> [Challenge] Quote the data below word for word, beginning with its first line and stopping after the line that contains "x=273 y=578".

> [Pointing and labeling entries]
^^^^^^^^

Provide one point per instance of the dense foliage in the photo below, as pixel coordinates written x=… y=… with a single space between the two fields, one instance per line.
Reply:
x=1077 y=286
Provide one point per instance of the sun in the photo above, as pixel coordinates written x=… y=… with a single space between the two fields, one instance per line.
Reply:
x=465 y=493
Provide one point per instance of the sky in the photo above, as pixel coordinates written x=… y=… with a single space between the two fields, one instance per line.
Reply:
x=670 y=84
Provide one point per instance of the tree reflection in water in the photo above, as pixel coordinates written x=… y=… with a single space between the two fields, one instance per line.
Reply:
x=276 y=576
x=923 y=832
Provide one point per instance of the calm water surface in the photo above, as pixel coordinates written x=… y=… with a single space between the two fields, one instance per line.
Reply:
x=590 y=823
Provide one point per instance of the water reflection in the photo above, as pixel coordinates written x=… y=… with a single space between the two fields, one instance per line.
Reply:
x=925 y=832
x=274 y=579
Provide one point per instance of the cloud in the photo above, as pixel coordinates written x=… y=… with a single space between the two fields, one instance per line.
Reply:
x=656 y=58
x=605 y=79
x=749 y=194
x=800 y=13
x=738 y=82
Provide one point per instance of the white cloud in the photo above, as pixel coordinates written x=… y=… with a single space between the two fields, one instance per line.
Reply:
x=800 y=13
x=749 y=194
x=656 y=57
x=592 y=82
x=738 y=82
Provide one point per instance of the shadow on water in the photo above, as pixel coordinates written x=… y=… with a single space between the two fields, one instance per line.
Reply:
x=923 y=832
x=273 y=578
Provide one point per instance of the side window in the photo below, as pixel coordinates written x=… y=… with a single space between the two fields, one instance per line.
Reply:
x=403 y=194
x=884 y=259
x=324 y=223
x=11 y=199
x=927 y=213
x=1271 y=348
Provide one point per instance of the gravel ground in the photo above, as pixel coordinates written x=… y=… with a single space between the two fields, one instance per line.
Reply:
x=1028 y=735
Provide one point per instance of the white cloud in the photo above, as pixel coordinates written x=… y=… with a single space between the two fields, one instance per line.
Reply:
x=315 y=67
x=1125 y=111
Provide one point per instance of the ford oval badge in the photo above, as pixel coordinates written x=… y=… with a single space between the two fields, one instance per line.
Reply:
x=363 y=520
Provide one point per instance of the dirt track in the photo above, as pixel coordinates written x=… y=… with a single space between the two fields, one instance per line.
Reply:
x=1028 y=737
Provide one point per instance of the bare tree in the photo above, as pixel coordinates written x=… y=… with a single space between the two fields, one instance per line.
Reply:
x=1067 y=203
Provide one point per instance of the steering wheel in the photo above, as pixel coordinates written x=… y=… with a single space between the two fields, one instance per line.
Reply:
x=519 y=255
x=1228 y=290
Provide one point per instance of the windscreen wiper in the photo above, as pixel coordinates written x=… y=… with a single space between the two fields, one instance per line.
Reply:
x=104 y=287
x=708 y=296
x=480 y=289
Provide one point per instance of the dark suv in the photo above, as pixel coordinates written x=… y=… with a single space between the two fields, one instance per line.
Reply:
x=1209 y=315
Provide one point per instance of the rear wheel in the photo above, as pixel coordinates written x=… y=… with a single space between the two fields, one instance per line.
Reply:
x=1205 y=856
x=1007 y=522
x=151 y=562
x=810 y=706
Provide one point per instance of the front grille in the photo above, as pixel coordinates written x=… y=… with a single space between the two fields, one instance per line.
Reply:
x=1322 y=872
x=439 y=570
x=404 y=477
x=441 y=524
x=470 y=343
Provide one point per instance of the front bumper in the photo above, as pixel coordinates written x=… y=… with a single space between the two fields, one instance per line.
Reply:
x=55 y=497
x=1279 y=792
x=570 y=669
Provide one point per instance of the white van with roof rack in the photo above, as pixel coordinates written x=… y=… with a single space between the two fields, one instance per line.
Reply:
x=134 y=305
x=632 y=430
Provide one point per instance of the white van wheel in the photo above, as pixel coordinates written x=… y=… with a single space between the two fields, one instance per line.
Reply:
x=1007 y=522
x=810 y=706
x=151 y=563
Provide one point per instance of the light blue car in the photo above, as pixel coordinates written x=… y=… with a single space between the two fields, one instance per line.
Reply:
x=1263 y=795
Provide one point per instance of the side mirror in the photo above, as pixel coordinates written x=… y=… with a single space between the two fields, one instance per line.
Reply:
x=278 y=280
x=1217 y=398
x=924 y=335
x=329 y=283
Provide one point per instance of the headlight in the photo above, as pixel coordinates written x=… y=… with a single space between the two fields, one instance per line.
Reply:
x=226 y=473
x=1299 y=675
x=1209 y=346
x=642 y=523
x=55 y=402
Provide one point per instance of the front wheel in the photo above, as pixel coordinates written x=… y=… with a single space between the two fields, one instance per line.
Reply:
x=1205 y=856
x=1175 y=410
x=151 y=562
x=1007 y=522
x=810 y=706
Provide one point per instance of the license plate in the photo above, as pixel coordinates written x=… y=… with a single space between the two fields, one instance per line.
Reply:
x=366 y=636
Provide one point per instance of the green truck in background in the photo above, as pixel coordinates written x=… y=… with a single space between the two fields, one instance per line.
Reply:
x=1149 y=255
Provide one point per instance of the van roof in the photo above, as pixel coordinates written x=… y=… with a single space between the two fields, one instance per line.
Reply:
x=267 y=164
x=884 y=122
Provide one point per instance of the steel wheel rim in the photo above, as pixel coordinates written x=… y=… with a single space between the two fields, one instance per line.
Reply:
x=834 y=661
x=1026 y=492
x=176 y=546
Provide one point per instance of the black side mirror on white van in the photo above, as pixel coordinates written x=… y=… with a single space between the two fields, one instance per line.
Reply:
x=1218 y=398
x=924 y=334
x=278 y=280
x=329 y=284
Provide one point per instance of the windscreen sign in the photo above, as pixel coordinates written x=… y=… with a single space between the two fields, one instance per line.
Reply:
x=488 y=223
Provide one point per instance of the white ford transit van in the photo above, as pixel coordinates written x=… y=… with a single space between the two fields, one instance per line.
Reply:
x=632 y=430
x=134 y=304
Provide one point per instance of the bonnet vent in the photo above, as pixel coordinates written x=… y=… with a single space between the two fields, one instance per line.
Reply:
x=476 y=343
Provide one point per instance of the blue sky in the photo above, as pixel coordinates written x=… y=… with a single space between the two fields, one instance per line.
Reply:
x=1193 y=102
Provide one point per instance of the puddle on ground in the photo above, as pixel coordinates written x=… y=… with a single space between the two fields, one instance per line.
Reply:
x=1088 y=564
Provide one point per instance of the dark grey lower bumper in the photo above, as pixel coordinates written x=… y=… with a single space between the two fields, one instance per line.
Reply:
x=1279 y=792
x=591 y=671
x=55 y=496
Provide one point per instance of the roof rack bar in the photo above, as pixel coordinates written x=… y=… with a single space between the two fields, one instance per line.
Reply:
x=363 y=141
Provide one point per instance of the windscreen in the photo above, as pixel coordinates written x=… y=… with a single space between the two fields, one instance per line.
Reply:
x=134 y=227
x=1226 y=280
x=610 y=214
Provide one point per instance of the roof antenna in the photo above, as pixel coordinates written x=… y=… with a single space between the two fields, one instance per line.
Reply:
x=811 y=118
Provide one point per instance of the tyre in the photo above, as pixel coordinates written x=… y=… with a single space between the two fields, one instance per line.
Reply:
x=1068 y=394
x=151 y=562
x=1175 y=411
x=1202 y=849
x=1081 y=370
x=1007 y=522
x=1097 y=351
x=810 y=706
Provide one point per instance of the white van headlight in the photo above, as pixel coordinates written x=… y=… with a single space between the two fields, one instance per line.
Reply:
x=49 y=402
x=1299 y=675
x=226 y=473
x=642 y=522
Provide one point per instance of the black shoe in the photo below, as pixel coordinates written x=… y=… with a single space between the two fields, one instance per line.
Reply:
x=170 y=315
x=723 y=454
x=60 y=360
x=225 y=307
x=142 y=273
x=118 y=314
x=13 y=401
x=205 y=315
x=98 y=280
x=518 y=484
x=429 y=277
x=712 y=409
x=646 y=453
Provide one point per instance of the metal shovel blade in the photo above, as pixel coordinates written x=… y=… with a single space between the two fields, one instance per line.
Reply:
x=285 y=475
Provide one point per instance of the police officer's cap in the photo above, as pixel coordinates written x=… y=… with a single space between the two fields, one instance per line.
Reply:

^^^^^^^^

> [The result]
Provide one point per instance of the dense foliage in the photo below, as pixel coordinates written x=… y=… with a single space between the two fields, one instance per line.
Reply:
x=1077 y=286
Provide one point per instance of the sun in the photo above, as pixel coordinates written x=… y=… with a single space between the two fields, one instance per line.
Reply:
x=465 y=493
Provide one point per instance of the sky in the photo above, as pixel coordinates written x=… y=… with a single space between the two fields, one instance per line.
Reply:
x=670 y=84
Provide one point per instance of the tree reflection in water in the photo above, as pixel coordinates written x=… y=… with a single space between the two fields, one instance per line.
Reply:
x=276 y=576
x=923 y=832
Provide one point per instance of the calm water surface in the photo above, as pixel coordinates written x=… y=… with a single space between the two fields, one instance per line.
Reply:
x=590 y=823
Provide one point per instance of the water reflection in the photo above, as pixel coordinates written x=… y=… with a single space between the two fields, one instance per line.
Reply:
x=925 y=832
x=274 y=579
Provide one point per instance of the cloud in the photo above, as pixel coordinates written x=… y=… with a single space between the two fields, one instance per line.
Reply:
x=656 y=58
x=605 y=79
x=749 y=194
x=800 y=13
x=738 y=82
Provide one point per instance of the white cloud in the photo above, as pixel coordinates written x=… y=… with a single space between the two fields, one instance per line.
Reply:
x=800 y=13
x=749 y=194
x=656 y=57
x=592 y=82
x=738 y=82
Provide one point per instance of the shadow on water in the photo above, as pixel coordinates written x=… y=… with a single space between the two fields, one instance per line.
Reply:
x=923 y=832
x=273 y=578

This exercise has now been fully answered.